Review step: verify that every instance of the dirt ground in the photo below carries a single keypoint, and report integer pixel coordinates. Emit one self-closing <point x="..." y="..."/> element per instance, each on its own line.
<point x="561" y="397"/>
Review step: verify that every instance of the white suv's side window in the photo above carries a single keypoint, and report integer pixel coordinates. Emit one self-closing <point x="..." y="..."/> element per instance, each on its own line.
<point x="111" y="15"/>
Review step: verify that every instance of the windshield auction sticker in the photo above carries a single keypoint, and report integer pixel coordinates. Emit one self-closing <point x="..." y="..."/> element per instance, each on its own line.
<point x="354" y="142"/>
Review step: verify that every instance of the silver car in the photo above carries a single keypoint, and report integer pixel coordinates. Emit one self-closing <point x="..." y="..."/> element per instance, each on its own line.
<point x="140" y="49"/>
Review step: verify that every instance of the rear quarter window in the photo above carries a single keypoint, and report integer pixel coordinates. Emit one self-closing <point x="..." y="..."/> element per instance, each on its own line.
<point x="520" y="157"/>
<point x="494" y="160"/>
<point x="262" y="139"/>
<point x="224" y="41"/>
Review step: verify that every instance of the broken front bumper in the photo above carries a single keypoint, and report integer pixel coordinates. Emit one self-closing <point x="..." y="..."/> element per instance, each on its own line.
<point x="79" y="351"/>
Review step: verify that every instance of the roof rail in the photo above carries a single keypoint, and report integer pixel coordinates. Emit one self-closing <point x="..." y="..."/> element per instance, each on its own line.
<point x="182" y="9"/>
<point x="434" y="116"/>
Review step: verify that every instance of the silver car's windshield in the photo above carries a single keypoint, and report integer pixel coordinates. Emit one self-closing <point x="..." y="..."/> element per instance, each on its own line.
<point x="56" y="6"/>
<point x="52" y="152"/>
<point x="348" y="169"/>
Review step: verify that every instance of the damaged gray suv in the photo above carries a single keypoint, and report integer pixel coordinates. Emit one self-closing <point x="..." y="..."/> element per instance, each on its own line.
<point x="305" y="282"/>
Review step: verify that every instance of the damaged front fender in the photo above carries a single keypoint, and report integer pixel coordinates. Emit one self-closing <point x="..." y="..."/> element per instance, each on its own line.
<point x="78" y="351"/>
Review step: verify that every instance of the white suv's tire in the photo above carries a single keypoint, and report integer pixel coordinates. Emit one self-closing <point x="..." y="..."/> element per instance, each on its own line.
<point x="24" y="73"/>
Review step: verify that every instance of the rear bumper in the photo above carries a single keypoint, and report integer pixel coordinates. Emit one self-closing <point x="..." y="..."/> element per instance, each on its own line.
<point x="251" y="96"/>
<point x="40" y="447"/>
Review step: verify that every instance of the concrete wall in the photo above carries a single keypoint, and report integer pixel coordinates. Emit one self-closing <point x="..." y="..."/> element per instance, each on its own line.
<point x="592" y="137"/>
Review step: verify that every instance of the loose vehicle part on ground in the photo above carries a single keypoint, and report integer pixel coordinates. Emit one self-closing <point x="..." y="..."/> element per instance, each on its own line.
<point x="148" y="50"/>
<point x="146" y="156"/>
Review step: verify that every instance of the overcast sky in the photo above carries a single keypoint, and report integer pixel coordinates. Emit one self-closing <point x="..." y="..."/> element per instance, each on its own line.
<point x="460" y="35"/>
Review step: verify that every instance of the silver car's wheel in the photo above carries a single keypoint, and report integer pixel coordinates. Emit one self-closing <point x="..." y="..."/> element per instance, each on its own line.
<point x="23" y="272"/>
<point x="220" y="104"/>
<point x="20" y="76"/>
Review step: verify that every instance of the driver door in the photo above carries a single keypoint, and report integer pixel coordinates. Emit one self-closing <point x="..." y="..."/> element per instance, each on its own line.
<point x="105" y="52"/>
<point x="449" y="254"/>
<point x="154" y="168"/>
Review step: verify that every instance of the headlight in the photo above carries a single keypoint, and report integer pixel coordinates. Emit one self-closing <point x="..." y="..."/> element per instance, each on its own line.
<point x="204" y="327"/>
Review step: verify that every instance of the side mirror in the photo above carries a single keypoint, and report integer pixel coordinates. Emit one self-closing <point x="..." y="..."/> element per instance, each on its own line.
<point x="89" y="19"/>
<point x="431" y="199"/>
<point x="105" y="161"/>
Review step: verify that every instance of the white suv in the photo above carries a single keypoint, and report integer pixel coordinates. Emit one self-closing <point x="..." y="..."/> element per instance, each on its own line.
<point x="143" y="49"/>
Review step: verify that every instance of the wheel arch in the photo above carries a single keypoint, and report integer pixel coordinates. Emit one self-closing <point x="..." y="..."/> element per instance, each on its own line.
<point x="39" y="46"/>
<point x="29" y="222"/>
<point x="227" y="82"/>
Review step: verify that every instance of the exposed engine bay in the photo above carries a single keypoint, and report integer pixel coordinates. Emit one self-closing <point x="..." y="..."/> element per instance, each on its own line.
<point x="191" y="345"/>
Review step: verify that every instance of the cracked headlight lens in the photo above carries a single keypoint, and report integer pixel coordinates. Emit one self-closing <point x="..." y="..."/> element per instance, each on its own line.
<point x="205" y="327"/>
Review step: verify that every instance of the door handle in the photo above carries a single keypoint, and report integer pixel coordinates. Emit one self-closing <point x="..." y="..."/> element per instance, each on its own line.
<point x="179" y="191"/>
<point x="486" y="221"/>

···

> **REQUIREMENTS**
Rewrite the lines above, replacing "Review step" with "Audit step" and leaving everything else unchanged.

> **THE SOLUTION**
Audit step: verify that every instance of the dirt ground in the photo below carries a single keypoint, and report integer pixel coordinates. Emit one self-closing <point x="..." y="..."/> element per instance, each on its own line.
<point x="561" y="397"/>
Audit step: verify that every instance of the white suv's side window in the photo above carries a single keypoint, and report integer pixel coordinates. Emit one self-closing <point x="..." y="..."/> element per instance, each on its own line.
<point x="111" y="15"/>
Audit step: verify that every instance of the windshield auction sticker in the photo above carries a single keypoint, and report integer pixel coordinates. Emit one self-closing <point x="..." y="..."/> element per instance, each on its own line.
<point x="354" y="142"/>
Audit step: verify that every instance of the silver car in the photo above carries a single keypoint, and report integer pixel coordinates. Emit one self-closing <point x="..." y="..."/> element per instance, each on its own line.
<point x="140" y="49"/>
Audit step: verify that every instance of the rear quarter window in the photo above carries a single keypoint, and report integer pixel coordinates. Emit one self-closing <point x="..." y="..."/> element per instance, each on its own line.
<point x="520" y="157"/>
<point x="494" y="160"/>
<point x="262" y="139"/>
<point x="224" y="41"/>
Audit step: verify that every instance of the broken front bumper in the photo above carries a single keypoint, and report integer pixel coordinates. Emit one self-closing <point x="..." y="..."/> element per instance, each on its own line.
<point x="79" y="351"/>
Audit step: verify that every instance of the roof rail in the photo above carries a single keypoint, and report integer pixel coordinates. Emit one self-closing <point x="..." y="..."/> element per instance, each on its own line.
<point x="182" y="9"/>
<point x="434" y="116"/>
Audit step: verify that every instance of the silver car's windshield in the photo above carries a single keypoint, and report integer pixel coordinates. Emit one self-closing <point x="..." y="..."/> element per instance, each on its own line.
<point x="56" y="6"/>
<point x="52" y="152"/>
<point x="348" y="169"/>
Audit step: verify that every instance of the damaged gray suv in the photo above carries a single keypoint, and report integer pixel coordinates. Emit one self-closing <point x="..." y="..."/> element per instance, each on its own line.
<point x="305" y="282"/>
Audit step: verify that every instance of the damaged front fender in the photo above carries a single keypoint, and report integer pixel coordinates. Emit one self-closing <point x="..." y="..."/> element per instance, each on its own line.
<point x="78" y="351"/>
Audit step: verify that every instance of the white suv's tire in the photo above carries a single keypoint, and report integer pixel coordinates. Emit one self-closing <point x="..." y="..."/> element per instance, each on its own line.
<point x="24" y="73"/>
Audit step: verify that every instance of the rear bumper in the photo above carries a single keypoint, and report integer pixel coordinates. Emit one self-closing <point x="..." y="..."/> element per instance, each on its own line.
<point x="251" y="96"/>
<point x="40" y="447"/>
Audit step: verify that every instance of the concrete wall in the photo above carries a single keypoint, and report integer pixel coordinates. Emit one self-closing <point x="..." y="..."/> element per instance, each on its own line.
<point x="592" y="137"/>
Audit step: verify that every instance of the loose vehicle part on ground in the photo above carries a single keypoint, and report integer pixel coordinates. Emit one self-closing <point x="..." y="..."/> element per instance, each on its own line.
<point x="148" y="50"/>
<point x="146" y="156"/>
Audit step: verify that every instance of the overcast sky in the photo above carries a single keypoint, and report integer pixel coordinates. Emit one self-closing <point x="..." y="..."/> element per instance, each on its own line.
<point x="460" y="35"/>
Audit step: verify that every instance of the silver car's wheel in the photo above carries a single keypoint, and report integer pixel coordinates. Emit one self-closing <point x="..." y="..."/> element per instance, each on its own line.
<point x="23" y="272"/>
<point x="220" y="104"/>
<point x="20" y="76"/>
Audit step: verify that every instance of the driver door in the photo above carries a single keypoint, and report integer pixel coordinates. Emit one self-closing <point x="..." y="..."/> element per instance, each on its own line.
<point x="105" y="52"/>
<point x="449" y="254"/>
<point x="154" y="168"/>
Audit step: verify that every instance of the headlight in the photo above carries a single keypoint, and report integer pixel coordinates. Emit one self-closing <point x="..." y="..."/> element per instance, each on its own line.
<point x="204" y="327"/>
Audit step: verify that every instance of the side mirror in the photo above carries a single keypoint, and report integer pixel coordinates. Emit one self-closing <point x="..." y="..."/> element per instance, each on its own line.
<point x="89" y="19"/>
<point x="431" y="199"/>
<point x="105" y="161"/>
Audit step: verify that every instance of the white suv in the photo above carries a single keypoint, and report integer pixel coordinates. Emit one self-closing <point x="..." y="..."/> element per instance, each on its own line.
<point x="143" y="49"/>
Audit step: verify that every instance of the wheel arch in the photo above carries a single keypoint, and report integer pixel coordinates. Emit one self-closing <point x="..." y="..."/> element per instance, each on its own line.
<point x="39" y="46"/>
<point x="29" y="222"/>
<point x="227" y="82"/>
Audit step: verify that every instance of the exposed engine bay in the photo above carries a single keypoint, and report integer pixel coordinates. Emit one self-closing <point x="..." y="..."/> element per instance, each on its own line.
<point x="191" y="345"/>
Audit step: verify that every instance of the cracked headlight lens in the photo above carries a single keypoint, and report integer pixel coordinates. Emit one self-closing <point x="..." y="..."/> element per instance, each on its own line.
<point x="205" y="327"/>
Audit step: verify that every instance of the door handle in the photo above carries a single keypoint, and report integer pixel coordinates. Emit one self-closing <point x="..." y="..."/> element per instance, each on its own line.
<point x="179" y="191"/>
<point x="486" y="221"/>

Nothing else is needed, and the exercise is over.